» INPUT DATA:
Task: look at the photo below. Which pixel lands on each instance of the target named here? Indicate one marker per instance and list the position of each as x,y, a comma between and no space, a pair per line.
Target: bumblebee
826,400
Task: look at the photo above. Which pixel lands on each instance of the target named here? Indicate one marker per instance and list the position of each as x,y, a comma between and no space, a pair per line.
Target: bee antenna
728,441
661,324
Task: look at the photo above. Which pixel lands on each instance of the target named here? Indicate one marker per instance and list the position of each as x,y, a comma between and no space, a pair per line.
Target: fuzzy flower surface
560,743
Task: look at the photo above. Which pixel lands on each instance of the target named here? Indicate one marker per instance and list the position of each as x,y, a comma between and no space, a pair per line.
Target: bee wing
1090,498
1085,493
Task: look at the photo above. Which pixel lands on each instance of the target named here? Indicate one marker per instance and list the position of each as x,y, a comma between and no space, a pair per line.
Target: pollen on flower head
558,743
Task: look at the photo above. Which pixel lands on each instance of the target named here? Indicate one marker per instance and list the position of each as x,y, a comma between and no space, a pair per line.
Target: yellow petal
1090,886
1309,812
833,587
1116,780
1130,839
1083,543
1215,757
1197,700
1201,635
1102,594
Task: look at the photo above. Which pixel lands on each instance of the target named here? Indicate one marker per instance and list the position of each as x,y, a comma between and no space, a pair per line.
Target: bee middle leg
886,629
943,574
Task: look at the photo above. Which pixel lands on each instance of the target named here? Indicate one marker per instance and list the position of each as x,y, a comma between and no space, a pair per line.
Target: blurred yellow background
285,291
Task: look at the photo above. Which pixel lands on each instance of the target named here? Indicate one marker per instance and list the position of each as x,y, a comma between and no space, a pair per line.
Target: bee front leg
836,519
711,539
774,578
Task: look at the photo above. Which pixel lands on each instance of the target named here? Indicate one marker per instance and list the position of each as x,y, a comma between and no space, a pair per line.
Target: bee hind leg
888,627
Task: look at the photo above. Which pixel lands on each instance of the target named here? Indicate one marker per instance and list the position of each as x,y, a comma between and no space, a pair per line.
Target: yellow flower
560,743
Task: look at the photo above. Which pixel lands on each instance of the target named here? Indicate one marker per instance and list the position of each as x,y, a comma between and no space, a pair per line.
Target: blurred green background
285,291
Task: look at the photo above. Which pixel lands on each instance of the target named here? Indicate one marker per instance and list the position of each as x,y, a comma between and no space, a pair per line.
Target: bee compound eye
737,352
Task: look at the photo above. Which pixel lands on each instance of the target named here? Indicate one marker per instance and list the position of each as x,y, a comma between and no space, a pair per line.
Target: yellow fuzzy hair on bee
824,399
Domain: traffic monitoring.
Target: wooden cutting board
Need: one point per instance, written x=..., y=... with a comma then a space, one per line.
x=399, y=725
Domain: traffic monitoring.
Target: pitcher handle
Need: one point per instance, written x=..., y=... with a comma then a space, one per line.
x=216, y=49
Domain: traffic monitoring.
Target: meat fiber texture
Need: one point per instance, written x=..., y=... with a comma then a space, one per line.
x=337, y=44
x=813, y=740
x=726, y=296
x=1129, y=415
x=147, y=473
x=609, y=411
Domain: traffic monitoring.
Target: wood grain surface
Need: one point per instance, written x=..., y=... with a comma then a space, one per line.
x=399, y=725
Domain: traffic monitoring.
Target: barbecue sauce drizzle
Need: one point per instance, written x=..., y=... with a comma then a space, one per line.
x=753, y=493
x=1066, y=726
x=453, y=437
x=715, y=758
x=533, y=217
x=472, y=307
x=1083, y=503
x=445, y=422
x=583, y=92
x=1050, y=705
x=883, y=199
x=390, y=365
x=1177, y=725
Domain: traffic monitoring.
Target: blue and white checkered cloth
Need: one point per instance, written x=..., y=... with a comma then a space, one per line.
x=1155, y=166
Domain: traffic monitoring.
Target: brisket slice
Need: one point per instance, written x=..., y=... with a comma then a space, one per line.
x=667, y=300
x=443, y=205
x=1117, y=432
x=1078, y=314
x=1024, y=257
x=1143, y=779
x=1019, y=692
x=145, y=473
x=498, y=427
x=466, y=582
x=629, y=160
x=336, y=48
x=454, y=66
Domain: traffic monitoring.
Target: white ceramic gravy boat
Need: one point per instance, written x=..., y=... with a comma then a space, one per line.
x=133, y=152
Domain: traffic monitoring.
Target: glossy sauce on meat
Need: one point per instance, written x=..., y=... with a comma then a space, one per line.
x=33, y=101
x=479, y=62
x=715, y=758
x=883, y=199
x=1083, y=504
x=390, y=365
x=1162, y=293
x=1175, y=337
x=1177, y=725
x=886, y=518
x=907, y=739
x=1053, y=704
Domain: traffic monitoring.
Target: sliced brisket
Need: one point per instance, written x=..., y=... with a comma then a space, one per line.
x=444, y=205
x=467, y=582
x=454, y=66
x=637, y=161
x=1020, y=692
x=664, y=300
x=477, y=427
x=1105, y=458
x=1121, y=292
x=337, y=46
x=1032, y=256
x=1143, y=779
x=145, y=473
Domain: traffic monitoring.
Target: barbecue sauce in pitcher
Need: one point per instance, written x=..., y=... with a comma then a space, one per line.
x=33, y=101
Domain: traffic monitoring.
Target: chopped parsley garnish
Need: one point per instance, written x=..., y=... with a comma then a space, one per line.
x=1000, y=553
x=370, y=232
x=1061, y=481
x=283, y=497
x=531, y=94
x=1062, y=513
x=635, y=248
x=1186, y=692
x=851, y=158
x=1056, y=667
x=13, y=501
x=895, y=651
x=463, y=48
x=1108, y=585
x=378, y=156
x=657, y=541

» PROBLEM REQUIREMENTS:
If a line in the material above contains "white", show that line.

» REPLY TO THE EXERCISE:
Target: blue and white checkered cloth
Target: white ceramic gravy boat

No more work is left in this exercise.